(PROBLEM STATEMENT)
Reproduce word for word the part of the passage on wills and child custody starting at "Nevertheless, if the" and ending at "manage it themselves.".

When individuals are thinking of drafting a will, how many people, particularly parents, consider addressing child custody issues in their estate plans? In addition to child custody issues, Florida parents who are planning on drafting a will should in earnest consider how their financial assets will be distributed t0 not only the surviving spouse or partner, but also to their child or children.

When preparing a will, it is recommended that a parent explicitly name a guardian to take care of a minor child. However, it is very important to understand that if the child still has a parent who is alive, then naming a guardian in one's will other than the surviving parent does not necessarily mean that the guardian will get custody of the child. In fact, the law generally will always favor a parent, regardless of what's stated in the will.

Nevertheless, if the surviving parent is found unfit to take care of the child, then the guardian is likely to be granted custody. The guardian will have the authority to manage any estate, trust or assets that one bequeaths to his or her child until they reach the age of 18 and are legally able to manage it themselves.

In a will, one also can create a trust; however, one may choose to not fully fund the trust during his or lifetime. When drawing up a will, one can allocate the assets to be transferred to the trust after the parent has passed away. In doing so, the probate court will have to be involved. Since wills and any probate filings are in the public record, details of the assets type and value can be looked up by any person. If privacy is a concern, then one may want to consider having any estate, money and assets that are intended to be passed along to their children to be placed in a trust prior to death. This creates what is called a fully funded trust.

Most importantly, it is always a good idea to revise one's will as time passes. Tax and inheritance laws change, as well the individual's assets and net worth, which may, in turn, impact the individual's wishes or strategies to safeguard assets from probate and taxes.

(DATA ENTRIES)

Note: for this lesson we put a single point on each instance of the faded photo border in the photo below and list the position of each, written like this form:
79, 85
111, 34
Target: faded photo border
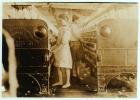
138, 50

(CORRECT RESPONSE)
Nevertheless, if the surviving parent is found unfit to take care of the child, then the guardian is likely to be granted custody. The guardian will have the authority to manage any estate, trust or assets that one bequeaths to his or her child until they reach the age of 18 and are legally able to manage it themselves.